• [PROBLEM DESCRIPTION]: For the entries that appear below, write out the exact text and omit the pictures.

• [INFORMATION SUPPLIED]:
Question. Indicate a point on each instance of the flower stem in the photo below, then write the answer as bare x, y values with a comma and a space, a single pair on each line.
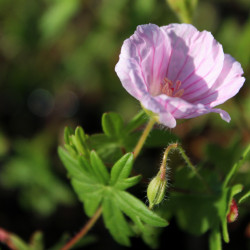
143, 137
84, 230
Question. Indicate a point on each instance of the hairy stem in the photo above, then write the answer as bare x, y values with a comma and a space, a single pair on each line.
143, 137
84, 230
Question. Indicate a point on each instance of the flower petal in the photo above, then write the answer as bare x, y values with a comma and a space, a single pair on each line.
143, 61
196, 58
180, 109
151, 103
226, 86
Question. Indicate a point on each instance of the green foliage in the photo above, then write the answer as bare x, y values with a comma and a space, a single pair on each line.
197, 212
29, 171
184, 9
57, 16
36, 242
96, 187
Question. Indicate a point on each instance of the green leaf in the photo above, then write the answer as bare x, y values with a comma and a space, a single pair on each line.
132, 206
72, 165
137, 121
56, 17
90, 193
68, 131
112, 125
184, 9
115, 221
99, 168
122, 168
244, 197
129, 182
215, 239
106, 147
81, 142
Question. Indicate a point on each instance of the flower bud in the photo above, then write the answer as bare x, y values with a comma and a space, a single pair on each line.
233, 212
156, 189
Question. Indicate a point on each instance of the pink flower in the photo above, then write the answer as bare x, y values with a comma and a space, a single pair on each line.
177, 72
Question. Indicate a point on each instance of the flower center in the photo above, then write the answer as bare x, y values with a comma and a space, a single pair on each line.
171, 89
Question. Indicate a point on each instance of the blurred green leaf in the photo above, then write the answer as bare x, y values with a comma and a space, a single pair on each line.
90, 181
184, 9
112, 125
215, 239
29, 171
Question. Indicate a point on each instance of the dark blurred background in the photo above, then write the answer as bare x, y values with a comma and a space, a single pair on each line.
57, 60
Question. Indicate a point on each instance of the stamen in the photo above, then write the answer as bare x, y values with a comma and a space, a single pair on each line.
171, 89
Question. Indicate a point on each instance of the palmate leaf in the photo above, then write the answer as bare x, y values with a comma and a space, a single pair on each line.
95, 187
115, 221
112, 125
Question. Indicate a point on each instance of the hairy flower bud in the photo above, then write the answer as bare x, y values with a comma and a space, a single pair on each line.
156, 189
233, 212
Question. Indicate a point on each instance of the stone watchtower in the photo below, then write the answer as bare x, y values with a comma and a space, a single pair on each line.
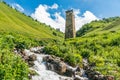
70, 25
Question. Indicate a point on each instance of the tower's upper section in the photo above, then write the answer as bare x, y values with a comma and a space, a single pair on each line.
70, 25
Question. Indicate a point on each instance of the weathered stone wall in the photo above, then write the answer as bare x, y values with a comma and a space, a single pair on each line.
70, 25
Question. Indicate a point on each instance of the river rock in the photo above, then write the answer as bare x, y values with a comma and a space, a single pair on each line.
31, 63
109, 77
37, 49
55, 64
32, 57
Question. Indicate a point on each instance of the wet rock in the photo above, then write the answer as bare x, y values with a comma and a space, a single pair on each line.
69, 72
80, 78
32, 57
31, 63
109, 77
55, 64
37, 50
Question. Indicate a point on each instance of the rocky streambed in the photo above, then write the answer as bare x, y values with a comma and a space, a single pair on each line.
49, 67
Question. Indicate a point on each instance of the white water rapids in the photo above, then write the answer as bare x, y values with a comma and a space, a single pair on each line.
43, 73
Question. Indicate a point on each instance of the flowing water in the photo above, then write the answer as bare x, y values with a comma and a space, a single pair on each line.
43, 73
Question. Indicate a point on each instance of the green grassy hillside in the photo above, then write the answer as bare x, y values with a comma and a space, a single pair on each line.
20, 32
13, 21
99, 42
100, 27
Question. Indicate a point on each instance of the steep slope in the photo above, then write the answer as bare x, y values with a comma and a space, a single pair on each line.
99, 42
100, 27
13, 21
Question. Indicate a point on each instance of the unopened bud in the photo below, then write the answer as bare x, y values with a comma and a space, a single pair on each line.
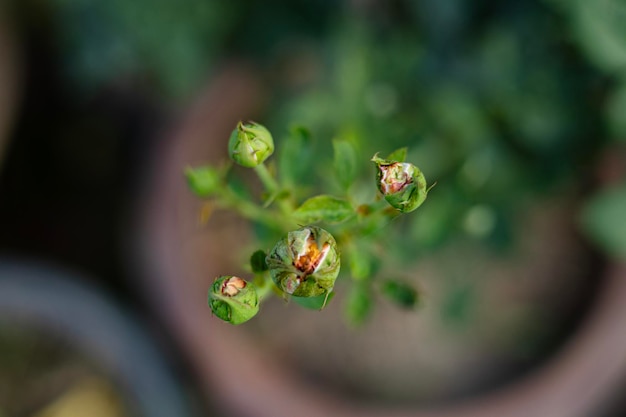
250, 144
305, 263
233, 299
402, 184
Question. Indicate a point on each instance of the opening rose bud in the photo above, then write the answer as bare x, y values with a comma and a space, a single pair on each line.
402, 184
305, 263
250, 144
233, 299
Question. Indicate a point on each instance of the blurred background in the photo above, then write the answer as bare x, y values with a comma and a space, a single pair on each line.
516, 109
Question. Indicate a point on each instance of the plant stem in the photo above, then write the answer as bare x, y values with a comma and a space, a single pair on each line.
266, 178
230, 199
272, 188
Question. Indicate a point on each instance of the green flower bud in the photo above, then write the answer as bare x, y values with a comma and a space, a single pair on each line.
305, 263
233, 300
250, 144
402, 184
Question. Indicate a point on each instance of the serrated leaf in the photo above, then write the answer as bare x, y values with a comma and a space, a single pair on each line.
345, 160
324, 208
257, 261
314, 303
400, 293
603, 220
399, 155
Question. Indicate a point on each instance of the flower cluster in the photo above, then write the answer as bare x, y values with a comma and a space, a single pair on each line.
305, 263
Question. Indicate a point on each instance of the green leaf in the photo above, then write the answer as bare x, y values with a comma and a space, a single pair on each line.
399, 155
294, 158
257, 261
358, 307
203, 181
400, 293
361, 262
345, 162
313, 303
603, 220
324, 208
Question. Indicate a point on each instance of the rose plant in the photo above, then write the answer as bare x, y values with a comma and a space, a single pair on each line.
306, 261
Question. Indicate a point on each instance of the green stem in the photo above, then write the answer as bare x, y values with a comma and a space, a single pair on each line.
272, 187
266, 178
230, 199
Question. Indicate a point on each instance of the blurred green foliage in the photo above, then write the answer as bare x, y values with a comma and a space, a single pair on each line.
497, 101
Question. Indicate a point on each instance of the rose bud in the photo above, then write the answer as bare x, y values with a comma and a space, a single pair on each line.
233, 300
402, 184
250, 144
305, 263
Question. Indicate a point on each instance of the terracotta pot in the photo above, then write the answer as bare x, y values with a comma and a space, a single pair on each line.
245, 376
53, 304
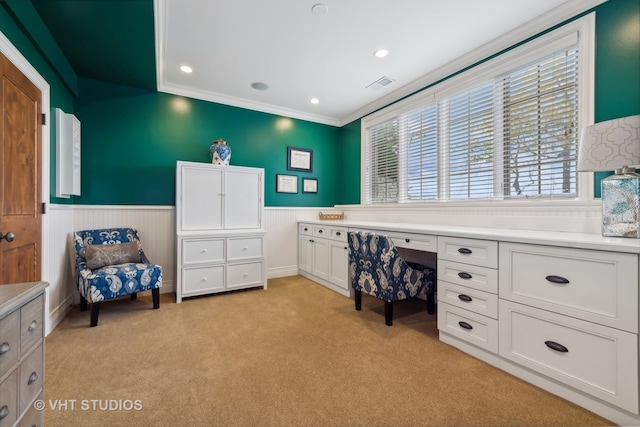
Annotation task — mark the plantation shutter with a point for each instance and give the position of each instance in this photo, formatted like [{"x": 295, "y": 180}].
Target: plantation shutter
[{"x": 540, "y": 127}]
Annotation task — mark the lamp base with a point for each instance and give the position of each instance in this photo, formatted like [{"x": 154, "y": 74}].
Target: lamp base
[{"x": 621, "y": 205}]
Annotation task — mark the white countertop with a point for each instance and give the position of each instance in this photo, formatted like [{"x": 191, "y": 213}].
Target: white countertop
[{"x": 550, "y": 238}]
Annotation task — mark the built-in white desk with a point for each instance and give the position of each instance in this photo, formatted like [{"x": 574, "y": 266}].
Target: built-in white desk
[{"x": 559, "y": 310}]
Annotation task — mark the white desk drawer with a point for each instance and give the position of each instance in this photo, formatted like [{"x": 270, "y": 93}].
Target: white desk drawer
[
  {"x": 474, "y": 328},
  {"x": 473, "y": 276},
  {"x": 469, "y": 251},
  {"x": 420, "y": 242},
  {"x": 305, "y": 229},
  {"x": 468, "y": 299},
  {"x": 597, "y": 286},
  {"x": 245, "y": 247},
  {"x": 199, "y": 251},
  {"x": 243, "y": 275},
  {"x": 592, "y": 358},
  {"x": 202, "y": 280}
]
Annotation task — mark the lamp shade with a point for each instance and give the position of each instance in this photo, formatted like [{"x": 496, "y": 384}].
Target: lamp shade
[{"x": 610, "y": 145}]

• [PROBLEM SOLUTION]:
Question. Indicate a point on each instance of the flower stem in the photo below, then write the answer as bare x, y values with a comma and a space, a single pair on each line.
143, 137
84, 230
Question. Indicate a point on each instance of the hairy stem in the photo above, then write the answer as bare x, y values with a comma and a space, a single pair on each line.
143, 137
84, 230
Question. Indicate a point on each instance of the flower petal in the photo above, then write the answer as bare x, y values with a comma and a space, a single pair on each line.
143, 61
196, 58
180, 109
151, 103
226, 86
Question. Indicate a point on each instance of the green foliage in the photo above, then write the answer as bare x, y values with a comma and a space, a single pair on each line.
197, 212
29, 171
184, 9
57, 16
36, 242
96, 187
Question. Indicate a point on each instance of the green leaf in the photo above, then write the answer as bare x, y values with a comma and a space, a single pair on each line.
132, 206
72, 165
137, 121
56, 17
90, 193
68, 131
112, 125
184, 9
115, 221
99, 168
122, 168
244, 197
129, 182
215, 239
106, 147
81, 142
Question. Indicate a point on each instance of the flower bud in the photo above, then write the answer as bare x, y values with a comma and a space, a single pair on each line.
233, 212
156, 189
Question. Indicate a point on each instance of the pink flower in the photo above, then write the answer as bare x, y values with a comma and a space, a single pair on each line.
177, 72
Question. Indicate a point on each instance of the flower center in the photo above, then write the answer as bare x, y values with a comma and a space, a single pair on each line.
171, 89
Question. Indicate a point on each instance of the blurred green leaf in the photo above, then write the answer as bare x, y values with a comma and a space, a single pair on each line.
90, 181
184, 9
112, 125
215, 239
29, 171
Question. Indicate a point on each instance of the dark blurred background in the photo above, then write the answer as bare x, y values with a comma and a space, a single pair on each line.
57, 60
Question. Indicate a point on each instance of the stamen in the photo above, then write the answer as bare x, y values with a comma and a space, a single pair on each line.
171, 89
Question. Indicate a point on each instance of the palmate leaf in the photo above, then write the answer as bare x, y values with a comma and a space, a single pair on each line.
95, 187
115, 221
112, 125
Question. Indicate a point on each instance of the hairy flower bud in the photo above, then write the answer as bare x, y values with a comma and a space, a single pair on each line.
156, 189
233, 212
Question. Indicate a point on each instance of the stone watchtower in the photo below, then write the answer as bare x, y values with a comma and a space, a single pair on each line.
70, 25
Question. Indicate a point on each instance of the tower's upper section in the photo above, then write the answer as bare x, y values with a comma and a space, a single pair on each line.
70, 25
Question. Indicate a point on each instance of the weathered stone wall in the photo above, then write the answer as bare x, y values with a comma and a space, a single pair on each line.
70, 25
Question. Indicate a point on each instance of the river rock in the photo above, then write the answer as bare x, y values with a comma and a space, a single pair on each line.
31, 63
109, 77
37, 49
55, 64
32, 57
Question. Indicate a point on each instance of the wet rock in the photo above, then write the answer as bare x, y values with a comma and a space, a single pair on each line.
69, 72
80, 78
32, 57
31, 63
109, 77
55, 64
37, 50
Question. Indicate a point on each instance of the rocky streambed in the photo above, then write the answer as bare x, y values with a comma and a space, a single pair on each line.
49, 67
Question. Indicate a point on each instance of the white water rapids in the photo above, then write the answer as bare x, y values with a comma and a space, a single pair on each line.
43, 73
Question. Indicate a point on each instance of the flowing water in the photo above, then write the answer as bare x, y values with a comma and a space, a single pair on each line.
43, 73
Question. Indicate a point on each instance of the green grassy hillside in the photo above, then write the answer as bare x, y values with a comma and a space, a single pair on each line.
20, 32
13, 21
99, 42
100, 27
Question. Indicate a point on each instance of the steep slope in the photo above, then write the answer as bare x, y values with a comma and a space, a single pair on each line.
99, 42
100, 27
13, 21
Question. Indicate a point on each instance of the unopened bud in the photo below, then write the answer as bare x, y values with a comma and a space, a single pair on each line.
250, 144
305, 263
233, 299
402, 184
Question. Indicate a point on each instance of the opening rose bud in the photo above, then write the answer as bare x, y values with a comma and a space, a single pair on each line.
402, 184
305, 263
250, 144
233, 299
Question. Indicate a point on each instance of the blurred background in the photo above, then write the answer as bare x, y values with a comma and a space, a single pair on each line.
516, 109
Question. Indicate a point on each instance of the plant stem in the photo above, then write the answer as bare x, y values with a comma and a space, a single pair on each line.
266, 178
230, 199
272, 188
Question. Indicate a point on each instance of the green flower bud in the photo above, then write the answer as bare x, y values with a comma and a space, a single pair on each line.
305, 263
233, 300
250, 144
402, 184
Question. Indicate a point on each instance of the serrated leaf in the photo above, then write the answer as bare x, y values with a comma and a space, a single pair on each line.
345, 160
324, 208
257, 261
314, 303
400, 293
603, 220
399, 155
Question. Indicate a point on each instance of the flower cluster in the photo above, then write the answer as bare x, y values with a comma and a space, a single pair on each line.
305, 263
Question. Indicate a point on each instance of the green leaf in the photo above, then write the answer as bare x, y values with a comma and a space, a single pair on each line.
399, 155
294, 158
257, 261
358, 307
203, 181
400, 293
361, 262
345, 162
313, 303
603, 220
324, 208
Question. Indicate a point on each instance of the rose plant in the photo above, then write the answer as bare x, y values with a comma and a space, a single pair on each line.
306, 261
Question. Indicate a point on each instance of the green stem in the photo above, then write the answer as bare x, y values with a comma and a space, a single pair on each line.
272, 187
266, 178
230, 199
Question. Indicate a point on each instance of the blurred green foliage in the photo above, then write the answer as bare x, y values with a comma and a space, a single pair on each line.
497, 101
Question. Indicate a point on each instance of the rose bud in the photo above, then write the answer as bare x, y values with a comma and a space, a single pair on each line.
233, 300
402, 184
250, 144
305, 263
Question. Indicate a point on each instance of the terracotta pot in the photo above, then write the answer as bare x, y values with a comma and a space, a single pair on each line.
245, 376
53, 304
Annotation task — mark the plantation shutter with a point for each instance and give the position of each instance in this photo, formatted like [{"x": 295, "y": 180}].
Target: plantation shutter
[{"x": 540, "y": 127}]
Annotation task — mark the lamp base with a point for each instance and give the position of each instance in this photo, formatted like [{"x": 154, "y": 74}].
Target: lamp base
[{"x": 621, "y": 205}]
Annotation task — mark the white countertop with a point for each instance and give the position of each instance in this photo, formatted like [{"x": 191, "y": 213}].
Target: white countertop
[{"x": 550, "y": 238}]
Annotation task — mark the built-in white desk with a point for each instance and give the position of each instance in this photo, formatted like [{"x": 574, "y": 266}].
Target: built-in white desk
[{"x": 559, "y": 310}]
Annotation task — mark the white desk drawer with a point for each instance and give the position of each instance in this photo, formatted like [{"x": 270, "y": 93}].
Target: white desk drawer
[
  {"x": 474, "y": 328},
  {"x": 473, "y": 276},
  {"x": 469, "y": 251},
  {"x": 420, "y": 242},
  {"x": 305, "y": 229},
  {"x": 468, "y": 299},
  {"x": 597, "y": 286},
  {"x": 245, "y": 247},
  {"x": 199, "y": 251},
  {"x": 243, "y": 275},
  {"x": 592, "y": 358},
  {"x": 202, "y": 280}
]
Annotation task — mark the lamp shade with a point for each instance and give the position of each instance in this photo, formatted like [{"x": 496, "y": 384}].
Target: lamp shade
[{"x": 610, "y": 145}]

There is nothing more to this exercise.